### Selected text:
CJEC, February 1, 1977, No 47-76

COURT OF JUSTICE OF THE EUROPEAN COMMUNITIES

Judgment

PARTIES

Demandeur :

De Norre

Défendeur :

Brouwerij Concordia NV

CJEC n° 47-76

1 février 1977

THE COURT OF JUSTICE OF THE EUROPEAN COMMUNITIES,

1. By interlocutory judgment of 26 May 1976, received at the Court registry on 4 June 1976, the Hof Van Beroep, Ghent, referred to the Court under Article 177 of the EEC treaty a series of questions on the interpretation of Article 85 of the treaty, of Regulation No 17 of the Council of 6 February 1962 implementing Articles 85 and 86 of the treaty (OJ English special edition 1959-1962, p. 87), and of Regulation No 67-67-EEG of the Commission of 22 March 1967 on the application of Article 85 (3) of the treaty to certain categories of exclusive dealing agreements (OJ English special edition 1967, p. 10).

2. The file discloses that the parties to the main action are a brewery, which accounts for about 0.5 % of Belgian beer production, and the owners of a cafe at Grammont, Belgium, and that it concerns the validity, in the light of Article 85 of the treaty, of a contract under which, in consideration for a long-term loan, the cafe owners undertook with the said brewery'not to stock or sell beverages of any kind whatever other than those of (that brewery) or supplied by it... in their business'.

3. Consideration must first be given to the second question from the national Court.

Second question

4. This question calls for the interpretation of Regulation No 67-67, which was adopted under Article 85 (3) of the treaty, and of Regulation No 19-65-EEC of the Council of 2 March 1965 on the application of Article 85 (3) of the treaty to certain categories of agreements and concerted practices (OJ, English special edition 1965-1966, p. 35).

5. More specifically, it is asked whether it may be deduced by analogy with the judgment of the Court of 3 February 1976 in Fonderies de Roubaix (Case 63-75 (1976) ECR 111) that the group exemption provided for by Regulation No 67-67 in favour of certain categories of agreements ' is applicable to all exclusive dealing agreements of the type at issue, concluded between undertakings in a single Member State '.

6. (1) By its nature and purpose, that Regulation applies only to agreements which, in the absence of exemption, fall under the prohibition contained in Article 85 (1) of the treaty.

7. On the other hand, as the Court declared in its judgment of 12 December 1967 in Brasseries de Haecht v Wilkin (Case 23-67 (1967) ECR 407), ' agreements whereby an undertaking agrees to obtain its supplies from one undertaking to the exclusion of all others do not by their very nature necessarily include all the elements constituting incompatibility with the common market ' but may exhibit them ' where, taken either in isolation or together with others, and in the economic and legal context in which they are made ' (in particular, the existence of similar contracts and the cumulative effect produced by all those contracts), they ' may affect trade between Member States and where they have either as their object or effect the prevention, restriction or distortion of competition '.

8. In these circumstances, this question must be understood as asking whether, on the assumption that, owing to the cumulative effect of all similar agreements, agreements such as that at issue fall under the prohibition contained in Article 85 (1), they benefit from the exemption by categories provided for in Regulation No 67-67.

### Exercise goal:
Set down the passage from the judgment exactly, beginning at the words "3. Consideration must" and stopping after "1965-1966, p. 35).". The material that follows comes from a different source than the judgment.

### Listed entries:

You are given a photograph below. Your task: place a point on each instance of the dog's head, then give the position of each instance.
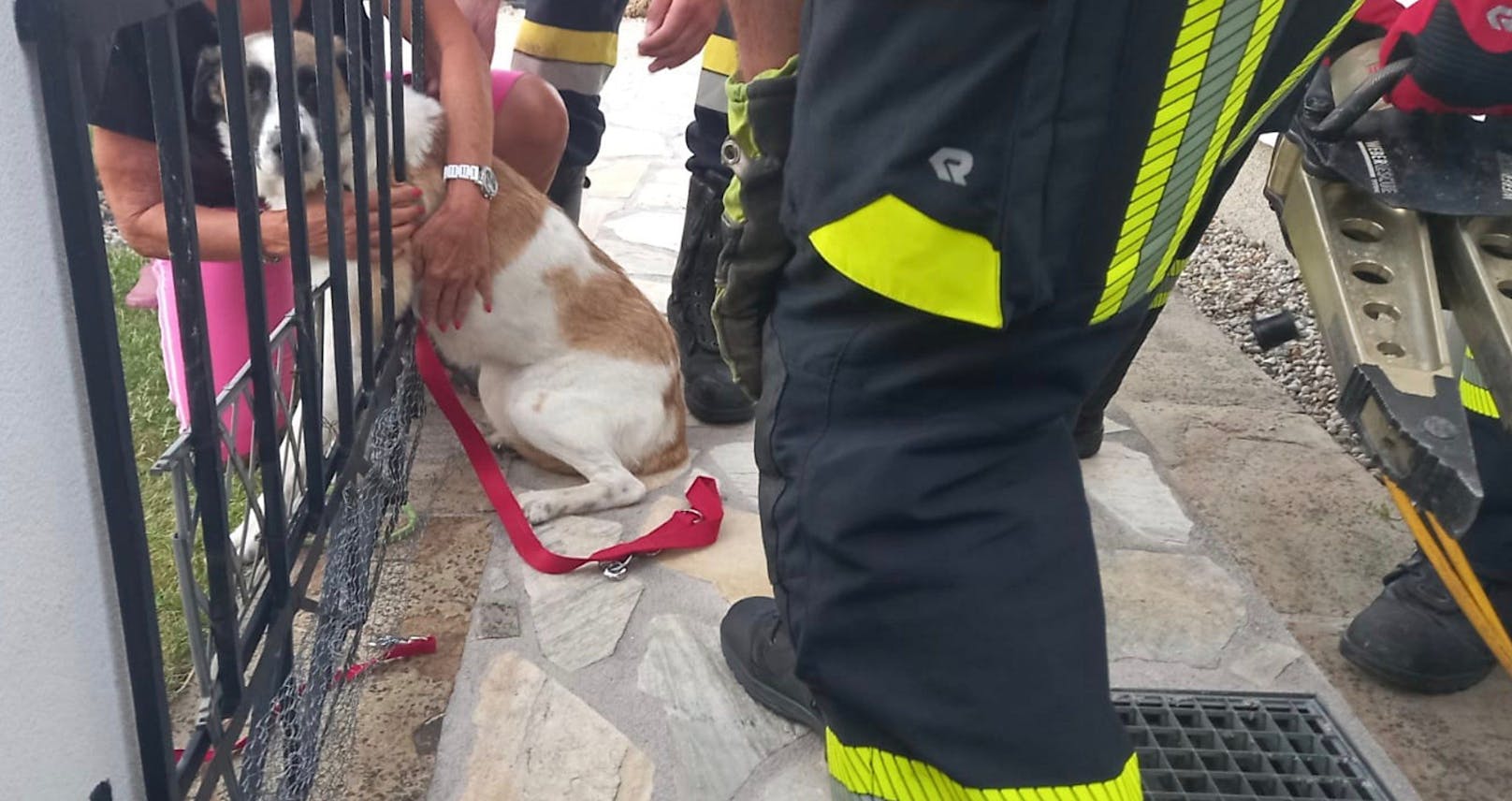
(263, 106)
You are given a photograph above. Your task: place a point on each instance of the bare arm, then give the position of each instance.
(451, 248)
(135, 192)
(466, 88)
(767, 32)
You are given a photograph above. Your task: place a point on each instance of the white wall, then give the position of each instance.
(64, 695)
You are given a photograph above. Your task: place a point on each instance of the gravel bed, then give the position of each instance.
(1234, 278)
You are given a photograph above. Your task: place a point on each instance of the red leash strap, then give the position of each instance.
(687, 528)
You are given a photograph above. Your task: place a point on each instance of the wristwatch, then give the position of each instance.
(480, 174)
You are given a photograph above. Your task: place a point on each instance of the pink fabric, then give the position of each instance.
(225, 322)
(502, 82)
(225, 316)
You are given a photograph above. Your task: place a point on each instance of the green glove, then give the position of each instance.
(755, 245)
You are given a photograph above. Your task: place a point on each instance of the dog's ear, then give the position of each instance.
(346, 78)
(209, 98)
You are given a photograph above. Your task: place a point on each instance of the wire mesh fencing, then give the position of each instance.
(291, 478)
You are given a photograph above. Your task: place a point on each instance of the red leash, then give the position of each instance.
(687, 528)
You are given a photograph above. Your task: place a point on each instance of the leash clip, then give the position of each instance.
(618, 569)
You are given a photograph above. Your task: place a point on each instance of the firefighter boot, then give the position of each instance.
(756, 248)
(1414, 635)
(566, 189)
(706, 385)
(763, 661)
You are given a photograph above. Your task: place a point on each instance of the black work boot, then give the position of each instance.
(1087, 432)
(566, 189)
(1414, 635)
(706, 385)
(761, 656)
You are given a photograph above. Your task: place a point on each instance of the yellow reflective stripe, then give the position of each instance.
(1237, 142)
(564, 44)
(871, 773)
(901, 253)
(1177, 100)
(1477, 400)
(720, 54)
(1473, 392)
(586, 79)
(1254, 51)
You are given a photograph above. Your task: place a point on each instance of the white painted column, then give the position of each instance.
(64, 694)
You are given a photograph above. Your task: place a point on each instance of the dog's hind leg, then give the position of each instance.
(555, 430)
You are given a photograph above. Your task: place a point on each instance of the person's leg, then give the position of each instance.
(144, 294)
(572, 44)
(708, 388)
(929, 538)
(530, 125)
(1414, 635)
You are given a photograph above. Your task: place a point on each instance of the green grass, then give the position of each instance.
(153, 430)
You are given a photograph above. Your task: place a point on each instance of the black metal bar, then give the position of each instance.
(397, 86)
(385, 171)
(417, 43)
(339, 295)
(307, 365)
(204, 425)
(233, 66)
(357, 88)
(105, 386)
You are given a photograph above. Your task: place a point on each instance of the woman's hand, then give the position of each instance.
(407, 209)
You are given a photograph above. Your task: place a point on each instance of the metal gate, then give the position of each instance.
(271, 690)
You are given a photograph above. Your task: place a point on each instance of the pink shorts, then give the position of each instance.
(225, 321)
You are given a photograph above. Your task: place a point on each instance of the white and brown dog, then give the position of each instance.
(576, 369)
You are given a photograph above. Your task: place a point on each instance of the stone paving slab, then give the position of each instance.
(574, 687)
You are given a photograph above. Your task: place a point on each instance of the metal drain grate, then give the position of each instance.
(1256, 747)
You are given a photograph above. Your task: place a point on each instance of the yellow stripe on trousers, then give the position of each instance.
(873, 773)
(720, 54)
(564, 44)
(1473, 392)
(1199, 58)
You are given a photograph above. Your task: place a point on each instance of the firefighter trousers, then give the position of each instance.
(574, 46)
(930, 545)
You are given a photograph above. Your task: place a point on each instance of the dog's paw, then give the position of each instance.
(245, 547)
(500, 444)
(539, 506)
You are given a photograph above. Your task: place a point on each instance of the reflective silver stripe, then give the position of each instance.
(839, 793)
(711, 93)
(586, 79)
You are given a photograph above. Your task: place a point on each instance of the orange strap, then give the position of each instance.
(1448, 561)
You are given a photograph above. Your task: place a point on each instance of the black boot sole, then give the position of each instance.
(768, 697)
(720, 415)
(1414, 682)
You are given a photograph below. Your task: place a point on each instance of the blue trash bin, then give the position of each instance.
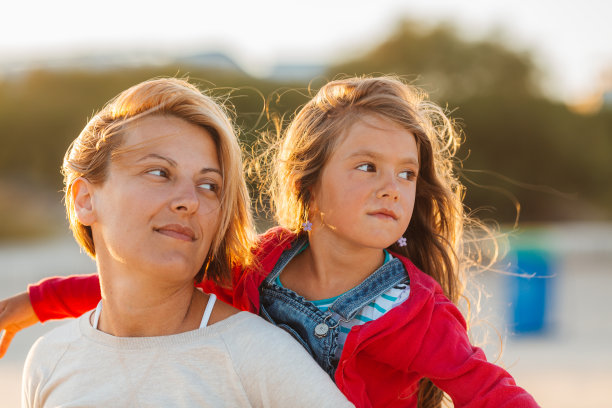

### Response for this exercise:
3. Consideration must first be given to the second question from the national Court.

Second question

4. This question calls for the interpretation of Regulation No 67-67, which was adopted under Article 85 (3) of the treaty, and of Regulation No 19-65-EEC of the Council of 2 March 1965 on the application of Article 85 (3) of the treaty to certain categories of agreements and concerted practices (OJ, English special edition 1965-1966, p. 35).